··· Data provided

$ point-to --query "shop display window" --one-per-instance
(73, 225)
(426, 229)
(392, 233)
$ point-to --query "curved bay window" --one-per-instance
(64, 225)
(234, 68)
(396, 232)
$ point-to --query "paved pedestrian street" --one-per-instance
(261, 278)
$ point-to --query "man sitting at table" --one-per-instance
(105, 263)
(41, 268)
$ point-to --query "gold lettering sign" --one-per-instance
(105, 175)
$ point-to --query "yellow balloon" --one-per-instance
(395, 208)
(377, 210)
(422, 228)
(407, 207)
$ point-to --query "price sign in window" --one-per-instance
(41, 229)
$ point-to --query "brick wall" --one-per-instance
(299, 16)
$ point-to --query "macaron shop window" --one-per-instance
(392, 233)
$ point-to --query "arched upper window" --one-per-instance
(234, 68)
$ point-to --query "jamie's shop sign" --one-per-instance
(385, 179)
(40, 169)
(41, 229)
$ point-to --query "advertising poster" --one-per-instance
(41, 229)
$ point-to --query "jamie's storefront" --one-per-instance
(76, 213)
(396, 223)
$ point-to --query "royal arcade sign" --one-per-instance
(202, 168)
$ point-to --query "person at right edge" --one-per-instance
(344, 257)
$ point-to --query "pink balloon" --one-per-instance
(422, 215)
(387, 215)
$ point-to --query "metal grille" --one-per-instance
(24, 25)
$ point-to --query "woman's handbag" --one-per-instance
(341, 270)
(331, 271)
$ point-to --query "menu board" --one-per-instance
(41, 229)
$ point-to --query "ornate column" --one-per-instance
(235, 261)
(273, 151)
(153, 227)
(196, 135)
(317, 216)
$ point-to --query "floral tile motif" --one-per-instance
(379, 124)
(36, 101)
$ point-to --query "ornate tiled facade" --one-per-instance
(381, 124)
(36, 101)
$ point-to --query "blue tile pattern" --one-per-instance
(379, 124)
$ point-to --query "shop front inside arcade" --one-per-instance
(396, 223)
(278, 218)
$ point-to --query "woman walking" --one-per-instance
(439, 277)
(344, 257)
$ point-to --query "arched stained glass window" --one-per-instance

······

■ What to do: All of the data must be returned exactly.

■ Answer to this exercise:
$ point-to --query "shop display window" --one-per-instance
(73, 225)
(426, 229)
(392, 233)
$ point-to --query "curved bay window" --one-per-instance
(64, 225)
(234, 68)
(396, 232)
$ point-to --query "paved pedestrian street" --one-per-instance
(261, 278)
$ point-to --query "man sitting at table" --one-per-instance
(105, 263)
(41, 268)
$ point-to --query "gold lettering sign" --one-per-instance
(105, 175)
$ point-to --query "yellow balloon" --one-per-instance
(395, 208)
(377, 210)
(422, 228)
(407, 207)
$ point-to --query "price sign in window" --one-per-instance
(41, 229)
$ point-to --query "brick wall" --one-per-instance
(299, 16)
$ point-to --query "macaron shop window" --one-per-instance
(392, 233)
$ point-to --query "arched upper window" --one-per-instance
(234, 68)
$ point-to --query "jamie's shop sign" --one-per-instance
(385, 179)
(40, 169)
(41, 229)
$ point-to --query "advertising poster" --one-per-instance
(41, 229)
$ point-to --query "jamie's storefront" --one-per-instance
(76, 213)
(396, 223)
$ point-to --query "royal arcade sign" --one-per-instance
(202, 168)
$ point-to --query "person at right edge" --one-per-instance
(344, 257)
$ point-to --query "pink balloon" --one-per-instance
(422, 215)
(387, 215)
$ point-to --query "metal grille" --one-per-instance
(24, 25)
$ point-to --query "woman's handbag" --one-per-instance
(341, 270)
(331, 271)
$ point-to --query "menu board" --one-per-instance
(41, 229)
$ point-to --query "ornate column" --one-per-instance
(235, 261)
(273, 151)
(153, 227)
(196, 135)
(317, 216)
$ point-to --query "floral tile motif" --one-per-instance
(379, 124)
(36, 101)
$ point-to --query "ornate tiled facade" --one-per-instance
(381, 124)
(36, 101)
$ point-to --query "blue tile pattern" --one-per-instance
(379, 124)
$ point-to --query "shop front inside arcade" --one-per-instance
(396, 223)
(278, 218)
$ point-to --query "woman walking" --one-per-instance
(439, 277)
(344, 257)
$ point-to --query "arched stained glass window" --one-per-instance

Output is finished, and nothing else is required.